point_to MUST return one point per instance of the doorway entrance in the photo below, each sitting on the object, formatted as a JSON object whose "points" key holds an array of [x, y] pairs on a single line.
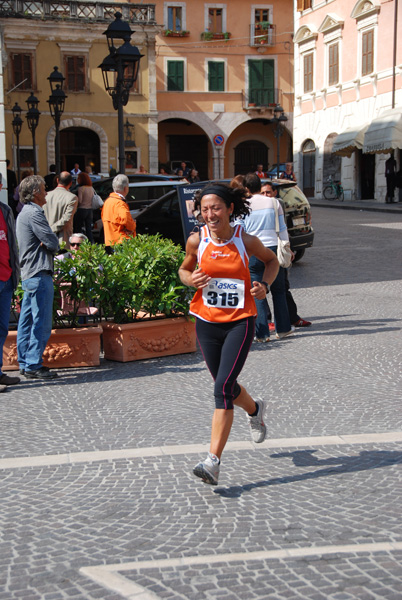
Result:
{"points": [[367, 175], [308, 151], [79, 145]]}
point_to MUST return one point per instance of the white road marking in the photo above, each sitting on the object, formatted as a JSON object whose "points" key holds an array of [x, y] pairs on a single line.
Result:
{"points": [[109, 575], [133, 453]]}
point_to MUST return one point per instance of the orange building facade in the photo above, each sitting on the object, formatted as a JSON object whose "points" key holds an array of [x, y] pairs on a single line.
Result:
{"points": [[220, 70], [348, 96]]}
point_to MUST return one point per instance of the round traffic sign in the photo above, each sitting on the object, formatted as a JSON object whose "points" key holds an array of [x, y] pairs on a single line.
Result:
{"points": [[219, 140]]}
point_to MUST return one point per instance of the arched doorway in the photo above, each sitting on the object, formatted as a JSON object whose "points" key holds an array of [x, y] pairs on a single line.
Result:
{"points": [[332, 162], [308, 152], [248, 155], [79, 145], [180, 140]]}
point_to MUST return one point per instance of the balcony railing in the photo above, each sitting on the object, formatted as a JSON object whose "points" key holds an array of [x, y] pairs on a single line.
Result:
================================
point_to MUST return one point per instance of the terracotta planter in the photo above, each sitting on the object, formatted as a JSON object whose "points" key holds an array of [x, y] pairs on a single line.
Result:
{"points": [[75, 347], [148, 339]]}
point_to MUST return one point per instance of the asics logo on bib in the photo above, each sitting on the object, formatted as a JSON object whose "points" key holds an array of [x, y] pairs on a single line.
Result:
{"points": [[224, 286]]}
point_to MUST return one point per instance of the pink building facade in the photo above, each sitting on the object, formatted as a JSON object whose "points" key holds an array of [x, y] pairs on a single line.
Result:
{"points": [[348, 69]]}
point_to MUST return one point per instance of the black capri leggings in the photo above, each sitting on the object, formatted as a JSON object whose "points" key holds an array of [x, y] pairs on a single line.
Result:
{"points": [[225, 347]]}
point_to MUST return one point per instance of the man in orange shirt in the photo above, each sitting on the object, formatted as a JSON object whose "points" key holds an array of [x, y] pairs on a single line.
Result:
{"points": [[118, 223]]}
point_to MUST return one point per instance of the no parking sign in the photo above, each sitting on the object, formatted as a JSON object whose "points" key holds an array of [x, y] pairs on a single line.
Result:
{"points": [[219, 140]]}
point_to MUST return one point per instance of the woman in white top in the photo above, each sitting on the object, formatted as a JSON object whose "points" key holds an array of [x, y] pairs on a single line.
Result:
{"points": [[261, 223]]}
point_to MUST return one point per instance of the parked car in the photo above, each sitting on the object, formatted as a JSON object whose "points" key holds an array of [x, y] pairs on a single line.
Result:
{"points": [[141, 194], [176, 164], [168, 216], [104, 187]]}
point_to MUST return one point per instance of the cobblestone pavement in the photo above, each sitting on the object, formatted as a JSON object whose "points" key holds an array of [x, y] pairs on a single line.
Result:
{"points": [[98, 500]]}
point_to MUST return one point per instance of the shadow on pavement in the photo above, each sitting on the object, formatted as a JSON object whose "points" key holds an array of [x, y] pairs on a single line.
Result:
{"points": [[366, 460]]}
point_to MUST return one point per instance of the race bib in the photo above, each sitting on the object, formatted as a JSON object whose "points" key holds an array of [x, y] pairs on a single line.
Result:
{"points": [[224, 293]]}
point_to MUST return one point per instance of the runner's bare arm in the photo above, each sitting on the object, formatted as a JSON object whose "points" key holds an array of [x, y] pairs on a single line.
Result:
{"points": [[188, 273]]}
================================
* **Problem requirements**:
From the listing above, pick out every line that contains the word "building" and copy each one in full.

* **Task answer**:
point_to MUST return one point per instance of the orange building facade in the photo above, each sitting on the object, formatted as a JSON object whose "points" key holds an array of [x, y] pairs on a single line.
point_to MUST return one point per instance of the pink building facade in the photo above, each sitting on the object, formatted as a JSON object whose "points" key holds an array of [x, y] pairs on a single line.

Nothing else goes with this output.